● Task details
Starting with the row containing "TARGET: red stripe on jersey" and continuing through the last of the rows, reproduce those rows with "shirt" substituted for every occurrence of "jersey", leaving everything else unchanged. Give only those rows.

● Data for processing
◇ ◇ ◇

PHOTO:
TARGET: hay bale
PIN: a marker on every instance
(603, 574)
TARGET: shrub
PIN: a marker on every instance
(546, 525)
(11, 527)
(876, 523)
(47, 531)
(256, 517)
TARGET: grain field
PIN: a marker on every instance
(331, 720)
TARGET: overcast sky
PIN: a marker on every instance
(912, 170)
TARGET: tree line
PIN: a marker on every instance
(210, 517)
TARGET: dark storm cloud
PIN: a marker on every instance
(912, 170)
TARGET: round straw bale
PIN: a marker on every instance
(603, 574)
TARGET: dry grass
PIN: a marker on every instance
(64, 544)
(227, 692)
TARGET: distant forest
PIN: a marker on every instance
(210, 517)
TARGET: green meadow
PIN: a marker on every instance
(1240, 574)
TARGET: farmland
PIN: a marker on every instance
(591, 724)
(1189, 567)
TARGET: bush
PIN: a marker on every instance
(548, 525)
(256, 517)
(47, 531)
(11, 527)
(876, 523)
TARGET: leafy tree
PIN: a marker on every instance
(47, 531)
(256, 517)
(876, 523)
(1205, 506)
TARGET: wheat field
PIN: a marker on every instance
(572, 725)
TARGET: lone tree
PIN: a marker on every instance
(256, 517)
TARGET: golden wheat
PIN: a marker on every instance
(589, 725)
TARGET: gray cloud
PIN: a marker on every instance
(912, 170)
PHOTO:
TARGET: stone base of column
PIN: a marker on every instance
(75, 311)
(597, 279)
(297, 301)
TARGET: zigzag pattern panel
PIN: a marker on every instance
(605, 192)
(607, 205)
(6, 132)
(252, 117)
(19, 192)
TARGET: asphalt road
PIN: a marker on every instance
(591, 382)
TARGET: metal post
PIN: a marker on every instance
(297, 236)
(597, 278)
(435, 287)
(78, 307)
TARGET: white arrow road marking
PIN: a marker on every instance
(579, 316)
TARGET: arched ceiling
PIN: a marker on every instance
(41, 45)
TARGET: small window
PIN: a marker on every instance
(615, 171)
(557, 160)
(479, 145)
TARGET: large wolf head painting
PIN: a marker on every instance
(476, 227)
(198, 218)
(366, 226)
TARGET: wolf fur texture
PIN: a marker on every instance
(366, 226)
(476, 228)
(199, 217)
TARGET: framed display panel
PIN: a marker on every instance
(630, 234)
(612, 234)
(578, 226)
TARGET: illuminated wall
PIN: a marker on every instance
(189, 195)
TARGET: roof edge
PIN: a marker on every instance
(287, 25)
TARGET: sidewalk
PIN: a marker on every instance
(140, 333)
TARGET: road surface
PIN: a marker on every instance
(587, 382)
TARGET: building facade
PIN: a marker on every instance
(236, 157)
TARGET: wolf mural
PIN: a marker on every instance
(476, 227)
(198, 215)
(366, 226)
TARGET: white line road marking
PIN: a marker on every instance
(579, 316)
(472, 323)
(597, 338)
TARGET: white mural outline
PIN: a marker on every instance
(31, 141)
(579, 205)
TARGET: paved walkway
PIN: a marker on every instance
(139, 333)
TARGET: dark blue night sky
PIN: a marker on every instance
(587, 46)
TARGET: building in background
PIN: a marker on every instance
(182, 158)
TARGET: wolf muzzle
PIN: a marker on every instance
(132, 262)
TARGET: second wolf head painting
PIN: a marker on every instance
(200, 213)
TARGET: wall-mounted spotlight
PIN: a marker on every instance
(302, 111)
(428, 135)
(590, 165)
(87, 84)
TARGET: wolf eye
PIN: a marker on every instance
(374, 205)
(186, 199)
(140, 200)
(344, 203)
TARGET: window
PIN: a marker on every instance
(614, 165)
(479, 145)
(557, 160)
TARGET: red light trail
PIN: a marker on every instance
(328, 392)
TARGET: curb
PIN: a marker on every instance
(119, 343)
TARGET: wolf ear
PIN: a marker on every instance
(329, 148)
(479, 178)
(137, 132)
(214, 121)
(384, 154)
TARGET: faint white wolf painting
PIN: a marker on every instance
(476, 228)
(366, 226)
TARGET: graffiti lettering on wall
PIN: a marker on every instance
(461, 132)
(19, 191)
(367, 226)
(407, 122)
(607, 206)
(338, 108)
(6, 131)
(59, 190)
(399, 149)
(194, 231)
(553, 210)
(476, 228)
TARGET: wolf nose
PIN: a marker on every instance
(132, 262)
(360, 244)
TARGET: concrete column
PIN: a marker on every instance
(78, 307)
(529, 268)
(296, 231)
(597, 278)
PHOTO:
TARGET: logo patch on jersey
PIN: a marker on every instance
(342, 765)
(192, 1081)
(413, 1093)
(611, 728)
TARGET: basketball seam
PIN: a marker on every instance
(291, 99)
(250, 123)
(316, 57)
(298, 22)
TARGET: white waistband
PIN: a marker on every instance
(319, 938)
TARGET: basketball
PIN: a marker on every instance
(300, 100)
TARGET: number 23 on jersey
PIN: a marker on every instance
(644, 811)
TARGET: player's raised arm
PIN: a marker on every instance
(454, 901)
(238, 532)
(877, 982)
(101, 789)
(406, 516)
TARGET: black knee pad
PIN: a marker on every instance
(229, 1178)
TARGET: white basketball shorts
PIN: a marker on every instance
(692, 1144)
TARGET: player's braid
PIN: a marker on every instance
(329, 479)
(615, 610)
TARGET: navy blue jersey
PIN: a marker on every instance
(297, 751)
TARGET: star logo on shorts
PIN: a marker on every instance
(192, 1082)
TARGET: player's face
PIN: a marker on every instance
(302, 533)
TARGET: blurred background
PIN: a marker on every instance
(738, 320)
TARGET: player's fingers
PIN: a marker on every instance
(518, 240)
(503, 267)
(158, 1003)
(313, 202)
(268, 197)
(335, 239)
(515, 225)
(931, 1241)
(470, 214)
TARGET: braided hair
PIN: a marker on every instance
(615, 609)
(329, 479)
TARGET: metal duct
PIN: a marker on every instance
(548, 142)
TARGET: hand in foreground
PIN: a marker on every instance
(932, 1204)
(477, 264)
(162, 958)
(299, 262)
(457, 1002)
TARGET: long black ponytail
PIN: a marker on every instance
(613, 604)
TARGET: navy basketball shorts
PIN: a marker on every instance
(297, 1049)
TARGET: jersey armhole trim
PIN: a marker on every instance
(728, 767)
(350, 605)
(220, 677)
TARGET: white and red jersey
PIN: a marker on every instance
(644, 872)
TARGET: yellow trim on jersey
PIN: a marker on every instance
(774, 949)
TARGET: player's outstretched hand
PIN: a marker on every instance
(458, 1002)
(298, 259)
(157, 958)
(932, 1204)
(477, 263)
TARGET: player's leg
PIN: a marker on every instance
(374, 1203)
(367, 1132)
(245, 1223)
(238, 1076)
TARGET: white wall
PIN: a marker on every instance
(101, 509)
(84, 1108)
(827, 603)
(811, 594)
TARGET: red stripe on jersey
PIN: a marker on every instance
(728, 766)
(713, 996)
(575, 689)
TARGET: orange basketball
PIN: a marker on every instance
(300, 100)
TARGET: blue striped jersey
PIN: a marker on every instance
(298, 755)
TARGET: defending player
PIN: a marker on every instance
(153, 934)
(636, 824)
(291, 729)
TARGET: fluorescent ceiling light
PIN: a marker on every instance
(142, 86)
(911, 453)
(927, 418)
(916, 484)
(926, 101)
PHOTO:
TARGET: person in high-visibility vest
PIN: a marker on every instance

◇ ◇ ◇

● In response
TARGET: red stripe on shirt
PIN: a marker on every instance
(728, 766)
(713, 996)
(575, 689)
TARGET: orange basketball
PIN: a marker on every instance
(300, 100)
TARGET: blue striped shirt
PIN: a marker on every instance
(298, 755)
TARGET: defending player
PIN: a marker on every instance
(153, 934)
(636, 824)
(291, 729)
TARGET: fluorescent ceiling light
PIN: a marker on every instance
(142, 86)
(911, 453)
(927, 418)
(916, 484)
(926, 101)
PHOTO:
TARGET: person in high-visibility vest
PIN: a marker on every instance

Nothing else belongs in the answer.